* _Problem description_: Please convert the records below into a JSON list of strings, starting with the line that contains "Identify where the dark" and going on through the line that contains "29,17 -> 278,450", one string per line with blank lines left out. Leave the pictures out of the list.
## Start Items
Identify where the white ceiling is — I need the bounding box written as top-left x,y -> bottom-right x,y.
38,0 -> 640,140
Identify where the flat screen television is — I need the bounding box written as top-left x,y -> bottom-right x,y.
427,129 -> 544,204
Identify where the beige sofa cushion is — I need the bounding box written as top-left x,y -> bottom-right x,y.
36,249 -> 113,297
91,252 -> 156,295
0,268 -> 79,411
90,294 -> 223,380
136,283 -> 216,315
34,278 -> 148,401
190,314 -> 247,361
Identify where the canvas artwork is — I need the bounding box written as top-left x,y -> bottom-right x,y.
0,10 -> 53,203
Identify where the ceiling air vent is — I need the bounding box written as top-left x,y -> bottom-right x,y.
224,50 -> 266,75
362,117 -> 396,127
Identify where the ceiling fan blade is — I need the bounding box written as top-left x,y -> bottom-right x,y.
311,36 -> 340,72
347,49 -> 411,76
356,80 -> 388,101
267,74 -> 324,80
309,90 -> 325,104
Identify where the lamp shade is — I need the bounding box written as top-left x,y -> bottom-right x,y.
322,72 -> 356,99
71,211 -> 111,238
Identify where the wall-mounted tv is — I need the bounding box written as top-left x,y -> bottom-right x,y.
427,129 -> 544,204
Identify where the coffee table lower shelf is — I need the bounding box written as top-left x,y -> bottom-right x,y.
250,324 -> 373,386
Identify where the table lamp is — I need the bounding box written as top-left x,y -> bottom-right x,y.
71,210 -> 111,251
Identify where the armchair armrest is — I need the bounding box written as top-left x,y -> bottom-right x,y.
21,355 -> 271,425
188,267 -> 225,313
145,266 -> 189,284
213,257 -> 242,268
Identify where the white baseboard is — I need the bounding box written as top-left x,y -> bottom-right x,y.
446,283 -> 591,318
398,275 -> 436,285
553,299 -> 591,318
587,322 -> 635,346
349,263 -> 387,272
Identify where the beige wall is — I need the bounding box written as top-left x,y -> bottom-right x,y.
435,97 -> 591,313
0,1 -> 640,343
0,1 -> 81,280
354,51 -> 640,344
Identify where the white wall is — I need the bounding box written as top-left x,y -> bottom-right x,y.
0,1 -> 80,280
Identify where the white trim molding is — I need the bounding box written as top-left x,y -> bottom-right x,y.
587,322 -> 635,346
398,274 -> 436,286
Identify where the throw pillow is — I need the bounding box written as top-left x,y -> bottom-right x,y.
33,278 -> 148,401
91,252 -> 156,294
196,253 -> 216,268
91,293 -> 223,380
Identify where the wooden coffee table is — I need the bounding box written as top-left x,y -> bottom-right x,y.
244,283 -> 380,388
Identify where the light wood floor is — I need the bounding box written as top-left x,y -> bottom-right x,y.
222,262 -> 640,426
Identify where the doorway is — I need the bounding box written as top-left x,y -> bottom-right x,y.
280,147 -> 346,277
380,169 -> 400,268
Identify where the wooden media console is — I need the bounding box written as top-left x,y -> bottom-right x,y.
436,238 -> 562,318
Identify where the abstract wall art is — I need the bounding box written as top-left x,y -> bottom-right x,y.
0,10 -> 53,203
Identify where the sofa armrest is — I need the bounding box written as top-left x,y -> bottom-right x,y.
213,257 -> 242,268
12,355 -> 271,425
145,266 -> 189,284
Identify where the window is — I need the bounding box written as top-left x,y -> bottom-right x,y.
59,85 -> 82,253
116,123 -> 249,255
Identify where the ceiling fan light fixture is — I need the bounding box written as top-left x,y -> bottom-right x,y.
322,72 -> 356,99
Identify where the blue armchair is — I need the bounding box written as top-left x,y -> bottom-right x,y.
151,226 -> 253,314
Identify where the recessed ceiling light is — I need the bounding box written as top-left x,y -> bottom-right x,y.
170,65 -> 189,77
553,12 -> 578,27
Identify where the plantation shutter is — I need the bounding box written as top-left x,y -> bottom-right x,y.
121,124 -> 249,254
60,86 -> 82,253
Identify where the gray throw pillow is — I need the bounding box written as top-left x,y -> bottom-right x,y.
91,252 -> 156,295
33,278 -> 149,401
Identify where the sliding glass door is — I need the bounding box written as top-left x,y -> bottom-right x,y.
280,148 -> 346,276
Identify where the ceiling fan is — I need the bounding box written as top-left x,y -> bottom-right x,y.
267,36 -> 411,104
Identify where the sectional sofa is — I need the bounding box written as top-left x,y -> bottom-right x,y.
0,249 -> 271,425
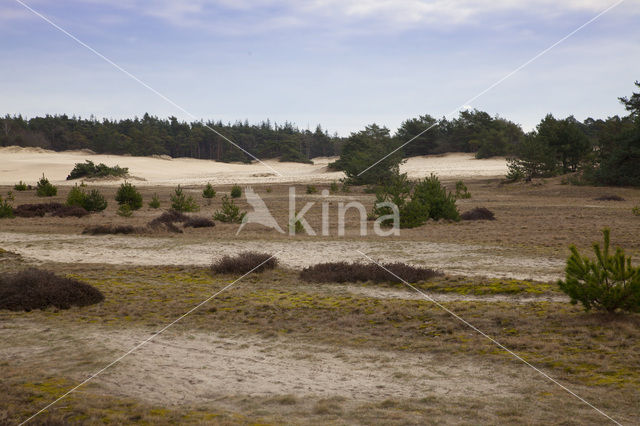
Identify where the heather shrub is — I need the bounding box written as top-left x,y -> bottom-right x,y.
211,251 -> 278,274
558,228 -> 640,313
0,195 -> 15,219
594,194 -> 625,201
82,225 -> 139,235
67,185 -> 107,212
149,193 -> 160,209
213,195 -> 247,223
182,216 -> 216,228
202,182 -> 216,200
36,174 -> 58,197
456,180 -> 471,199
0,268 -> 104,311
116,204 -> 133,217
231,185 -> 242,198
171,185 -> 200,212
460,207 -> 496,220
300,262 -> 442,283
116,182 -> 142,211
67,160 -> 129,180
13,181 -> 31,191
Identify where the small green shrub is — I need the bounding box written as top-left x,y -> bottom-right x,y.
## End Items
## Start Items
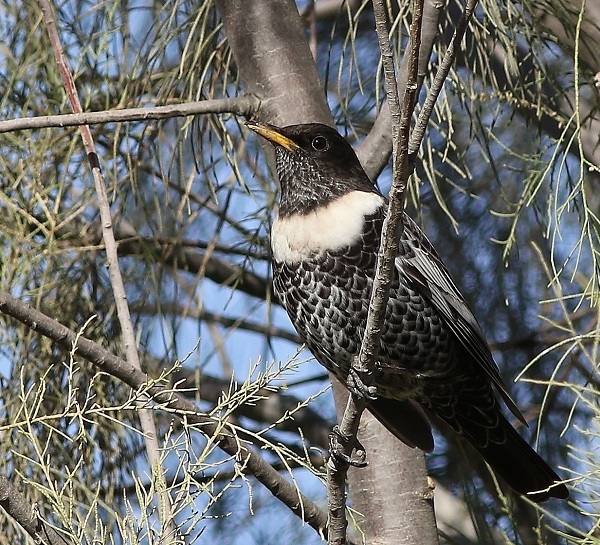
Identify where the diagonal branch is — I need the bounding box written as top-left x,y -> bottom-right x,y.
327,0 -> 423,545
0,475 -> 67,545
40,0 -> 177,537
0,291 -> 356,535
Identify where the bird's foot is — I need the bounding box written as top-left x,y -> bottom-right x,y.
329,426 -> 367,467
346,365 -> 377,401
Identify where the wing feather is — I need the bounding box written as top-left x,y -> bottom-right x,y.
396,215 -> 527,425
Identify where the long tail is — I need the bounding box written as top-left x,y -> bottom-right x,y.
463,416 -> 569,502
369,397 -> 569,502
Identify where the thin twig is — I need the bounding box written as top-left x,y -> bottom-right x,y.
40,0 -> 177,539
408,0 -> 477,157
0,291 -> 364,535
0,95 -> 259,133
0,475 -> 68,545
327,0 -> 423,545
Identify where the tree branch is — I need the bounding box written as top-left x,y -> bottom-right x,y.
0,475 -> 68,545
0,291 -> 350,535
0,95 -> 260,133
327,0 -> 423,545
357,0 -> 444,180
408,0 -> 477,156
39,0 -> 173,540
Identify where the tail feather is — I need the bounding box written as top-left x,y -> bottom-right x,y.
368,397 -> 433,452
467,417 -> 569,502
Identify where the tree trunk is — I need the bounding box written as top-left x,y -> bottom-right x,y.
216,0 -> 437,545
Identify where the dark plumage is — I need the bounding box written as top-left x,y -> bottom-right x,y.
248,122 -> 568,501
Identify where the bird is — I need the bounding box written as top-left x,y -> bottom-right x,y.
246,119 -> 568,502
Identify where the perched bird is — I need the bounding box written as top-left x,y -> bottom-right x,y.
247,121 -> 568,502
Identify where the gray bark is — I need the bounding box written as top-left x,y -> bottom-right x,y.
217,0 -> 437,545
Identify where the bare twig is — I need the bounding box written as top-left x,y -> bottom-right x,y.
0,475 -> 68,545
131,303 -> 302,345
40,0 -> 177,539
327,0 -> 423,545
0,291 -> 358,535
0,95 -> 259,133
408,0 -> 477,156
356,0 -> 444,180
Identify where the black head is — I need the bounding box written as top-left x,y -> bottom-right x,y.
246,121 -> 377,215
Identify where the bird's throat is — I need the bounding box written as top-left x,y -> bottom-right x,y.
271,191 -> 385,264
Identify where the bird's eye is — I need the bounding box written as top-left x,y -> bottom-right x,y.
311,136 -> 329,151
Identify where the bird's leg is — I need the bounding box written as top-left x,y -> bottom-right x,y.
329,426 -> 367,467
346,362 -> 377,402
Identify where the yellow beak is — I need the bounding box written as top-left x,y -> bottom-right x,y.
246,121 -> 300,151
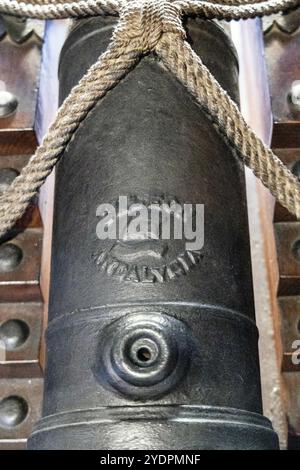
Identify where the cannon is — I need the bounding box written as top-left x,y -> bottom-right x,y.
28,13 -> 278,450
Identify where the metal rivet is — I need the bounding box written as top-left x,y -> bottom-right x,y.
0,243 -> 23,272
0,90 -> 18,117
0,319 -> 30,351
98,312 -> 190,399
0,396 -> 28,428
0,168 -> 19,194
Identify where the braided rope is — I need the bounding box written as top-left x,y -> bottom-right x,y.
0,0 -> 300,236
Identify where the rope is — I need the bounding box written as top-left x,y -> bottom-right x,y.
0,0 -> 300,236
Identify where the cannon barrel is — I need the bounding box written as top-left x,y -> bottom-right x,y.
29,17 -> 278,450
## End Items
* _Written answer_:
[
  "Identify where the dark plumage is — I need the bounding box written as top-left x,y -> bottom-right x,y.",
  "248,122 -> 568,501",
  "Identify where the bird is — I need the bounding box written as top-left x,y -> bottom-right x,y.",
  "246,119 -> 568,502",
  "Identify where the perched bird is — I need the bounding box written as top-left x,y -> bottom-right x,y.",
  "247,121 -> 568,502",
  "Identify where the gray bark is — I need the bounding box written as top-left x,y -> bottom-right x,y.",
  "217,0 -> 437,545",
  "Identify where the bare twig is — I need the bounding box written as top-left x,y -> bottom-right x,y.",
  "0,475 -> 68,545",
  "131,303 -> 302,345",
  "40,0 -> 177,539",
  "327,0 -> 423,545",
  "0,291 -> 358,535",
  "0,95 -> 259,133",
  "408,0 -> 477,156",
  "356,0 -> 444,180",
  "Identify where the black head is — I need the bounding box written as top-left x,y -> bottom-right x,y.",
  "246,121 -> 377,215",
  "Identify where the bird's throat is — I need the bounding box written as top-left x,y -> bottom-right x,y.",
  "271,191 -> 385,264",
  "Identify where the bird's eye is — I need the bounding box written as top-left x,y -> bottom-right x,y.",
  "311,136 -> 329,151",
  "Identify where the bird's leg is — I need the bounding box written as top-left x,y -> bottom-right x,y.",
  "329,426 -> 367,467",
  "346,362 -> 377,402",
  "Identify where the yellow beak is — I need the bounding box written as top-left x,y -> bottom-right x,y.",
  "246,121 -> 300,151",
  "Identify where the cannon is — I need the bounding box written as top-left x,y -> bottom-right x,y.",
  "28,13 -> 278,450",
  "Identify where the metal rivet is — I need the bounding box written as top-left x,y -> bottom-right x,y.",
  "0,243 -> 23,272",
  "0,90 -> 18,117",
  "0,319 -> 30,351",
  "98,312 -> 190,399",
  "0,396 -> 28,428",
  "0,168 -> 19,194",
  "Identify where the braided rope is — I need the bounding box written as top-left x,y -> bottom-right x,y.",
  "0,0 -> 300,236",
  "Identify where the rope is — I need the bounding box written as top-left x,y -> bottom-right x,y.",
  "0,0 -> 300,236",
  "Identify where the cannon barrel is — I need the bounding box written as top-left x,y -> bottom-right x,y.",
  "29,17 -> 278,450"
]